## Document excerpt

☆ ☆ ☆

Thursday, October 21, 2004

Column: "Zelling" Kerry in Israel

Tzfat is not a town where you will find people deeply involved in politics. Many people that live here choose to because it is remote and spiritual and removed from the world. Of the Americans that live here it is interesting to note that there is a group that is from Berkeley California. They didn't come together as a group but have gravitated as individuals -- perhaps because of the climate and the geography which is most similar -- perhaps because of the mystical, other- worldliness of the city.

Needless to say, the politics of most folks from Berkeley is pretty liberal in spite of the fact that anti-Semitism has wedded itself to leftist politics as the radical left has embraced the Islamofascists. I don't envy the dilemma of my neighbors as Israeli flags with swastikas in the middle have become common fare at anti war rallies in the Bay area. One friend who was there this summer answered an e-mail of mine asking about how he deals with the situation there by saying that he ignores it, but I know from others I have spoken to that it is not an easy thing to ignore if you are living there full time and care about Israel and the Jewish people.

A different friend, one not from Berkeley but from New York, called me last night. He was filling out his ballot from Nassau County -- which is where I voted too. He wanted to tell me that he was voting for President Bush but he needed to talk to me first. He needed to tell me that not that long ago he was left of Peace Now and how that has all changed. He needed to clear his conscience before casting his vote for a Republican for the first time in his life. Perhaps he needed a little encouragement -- perhaps he needed to hear that a Jew can actually vote Republican -- that he can actually choose to "Zell" the Democratic party.

We talked for a while and he was getting more and more comfortable with the idea of checking that GOP box but I felt that he needed something that would really put him over the top so I tried an argument that I used in last week's column -- I had run it by some friends in the interim and had seen that it is pretty persuasive. This is what I wrote last week:

"Would it be better to have Kerry force Israel to meet a "global test"-- a test administrated by the UN and Jacques Chirac? How long would it be before Arafat was resurrected from the isolation that Bush has placed him in? How long until standing triumphantly on the White House lawn with Kerry, Arafat would be waving yet another new and secret "peace initiative" that was hatched in Oslo or some such place with some Israeli "peacemaker"? How long till Arafat raised the victory sign in Washington with Chirac and Carter and Annan kvelling in the "sensitive" glow of the moment -- confident that the "metaphor" of terrorism was no longer a global threat but a mere "nuisance?"

☆ ☆ ☆

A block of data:
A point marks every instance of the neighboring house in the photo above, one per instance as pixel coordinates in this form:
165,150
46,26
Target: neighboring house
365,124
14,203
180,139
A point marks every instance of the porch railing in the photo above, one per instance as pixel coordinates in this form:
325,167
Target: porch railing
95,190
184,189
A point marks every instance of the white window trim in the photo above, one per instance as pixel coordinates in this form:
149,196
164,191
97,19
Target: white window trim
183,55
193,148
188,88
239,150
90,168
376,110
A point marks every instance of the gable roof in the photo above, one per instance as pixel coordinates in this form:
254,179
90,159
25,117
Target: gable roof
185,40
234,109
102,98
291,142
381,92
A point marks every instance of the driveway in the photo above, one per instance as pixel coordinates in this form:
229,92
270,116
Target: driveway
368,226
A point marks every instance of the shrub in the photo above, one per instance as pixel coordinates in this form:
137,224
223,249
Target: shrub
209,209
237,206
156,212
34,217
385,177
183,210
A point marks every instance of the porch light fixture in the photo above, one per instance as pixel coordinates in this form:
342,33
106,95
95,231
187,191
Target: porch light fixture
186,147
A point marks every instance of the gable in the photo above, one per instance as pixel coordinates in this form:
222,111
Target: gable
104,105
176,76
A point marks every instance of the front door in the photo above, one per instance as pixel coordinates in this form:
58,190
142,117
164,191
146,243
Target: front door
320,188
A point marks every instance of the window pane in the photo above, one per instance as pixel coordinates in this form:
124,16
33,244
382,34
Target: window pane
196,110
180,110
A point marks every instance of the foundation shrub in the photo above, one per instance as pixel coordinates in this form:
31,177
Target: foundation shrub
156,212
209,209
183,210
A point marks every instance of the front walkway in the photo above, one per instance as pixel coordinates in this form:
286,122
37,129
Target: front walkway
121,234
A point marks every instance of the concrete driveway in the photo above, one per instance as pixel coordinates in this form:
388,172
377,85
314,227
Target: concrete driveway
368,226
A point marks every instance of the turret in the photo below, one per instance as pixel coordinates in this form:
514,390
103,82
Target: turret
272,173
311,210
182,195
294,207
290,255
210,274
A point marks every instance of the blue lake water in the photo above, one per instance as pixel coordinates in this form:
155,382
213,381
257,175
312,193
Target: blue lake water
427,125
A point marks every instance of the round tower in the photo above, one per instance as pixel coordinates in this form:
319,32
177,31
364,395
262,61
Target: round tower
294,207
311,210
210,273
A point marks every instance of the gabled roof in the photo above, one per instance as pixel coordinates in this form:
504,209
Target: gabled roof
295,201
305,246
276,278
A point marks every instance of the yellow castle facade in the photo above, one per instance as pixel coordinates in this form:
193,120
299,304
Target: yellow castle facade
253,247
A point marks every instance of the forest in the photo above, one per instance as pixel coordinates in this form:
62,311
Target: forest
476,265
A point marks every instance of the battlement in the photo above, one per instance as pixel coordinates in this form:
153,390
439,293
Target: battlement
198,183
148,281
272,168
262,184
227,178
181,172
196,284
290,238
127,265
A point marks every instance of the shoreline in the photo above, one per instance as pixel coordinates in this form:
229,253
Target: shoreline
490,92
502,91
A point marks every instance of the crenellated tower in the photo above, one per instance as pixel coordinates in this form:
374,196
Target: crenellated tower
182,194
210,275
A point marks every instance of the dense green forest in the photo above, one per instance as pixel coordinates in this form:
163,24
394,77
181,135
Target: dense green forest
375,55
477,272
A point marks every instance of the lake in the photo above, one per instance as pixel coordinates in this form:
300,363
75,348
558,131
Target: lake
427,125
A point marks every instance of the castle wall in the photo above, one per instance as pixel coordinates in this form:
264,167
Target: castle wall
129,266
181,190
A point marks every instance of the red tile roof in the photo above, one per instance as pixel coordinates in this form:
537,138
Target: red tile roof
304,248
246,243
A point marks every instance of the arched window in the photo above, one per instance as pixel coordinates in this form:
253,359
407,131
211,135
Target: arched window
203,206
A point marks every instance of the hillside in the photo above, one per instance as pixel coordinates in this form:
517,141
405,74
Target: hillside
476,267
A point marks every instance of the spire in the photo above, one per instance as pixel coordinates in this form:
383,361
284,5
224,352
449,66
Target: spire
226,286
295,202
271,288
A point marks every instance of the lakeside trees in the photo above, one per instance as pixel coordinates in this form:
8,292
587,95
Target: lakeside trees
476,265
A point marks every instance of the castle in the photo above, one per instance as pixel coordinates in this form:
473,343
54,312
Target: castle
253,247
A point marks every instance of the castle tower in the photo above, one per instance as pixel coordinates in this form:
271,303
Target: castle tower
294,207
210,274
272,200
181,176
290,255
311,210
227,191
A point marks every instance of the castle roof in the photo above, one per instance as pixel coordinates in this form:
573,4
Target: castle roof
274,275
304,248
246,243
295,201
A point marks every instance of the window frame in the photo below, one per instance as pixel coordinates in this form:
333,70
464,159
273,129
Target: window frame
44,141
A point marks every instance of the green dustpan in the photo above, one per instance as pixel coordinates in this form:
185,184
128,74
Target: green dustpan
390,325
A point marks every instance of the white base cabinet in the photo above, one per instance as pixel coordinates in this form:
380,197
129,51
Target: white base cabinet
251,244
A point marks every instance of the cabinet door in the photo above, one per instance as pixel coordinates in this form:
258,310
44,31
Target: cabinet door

☆ ☆ ☆

## Work required
Retype the column on Kerry and Israel from "Tzfat is not" up to and including "of the city.".

## Full output
Tzfat is not a town where you will find people deeply involved in politics. Many people that live here choose to because it is remote and spiritual and removed from the world. Of the Americans that live here it is interesting to note that there is a group that is from Berkeley California. They didn't come together as a group but have gravitated as individuals -- perhaps because of the climate and the geography which is most similar -- perhaps because of the mystical, other- worldliness of the city.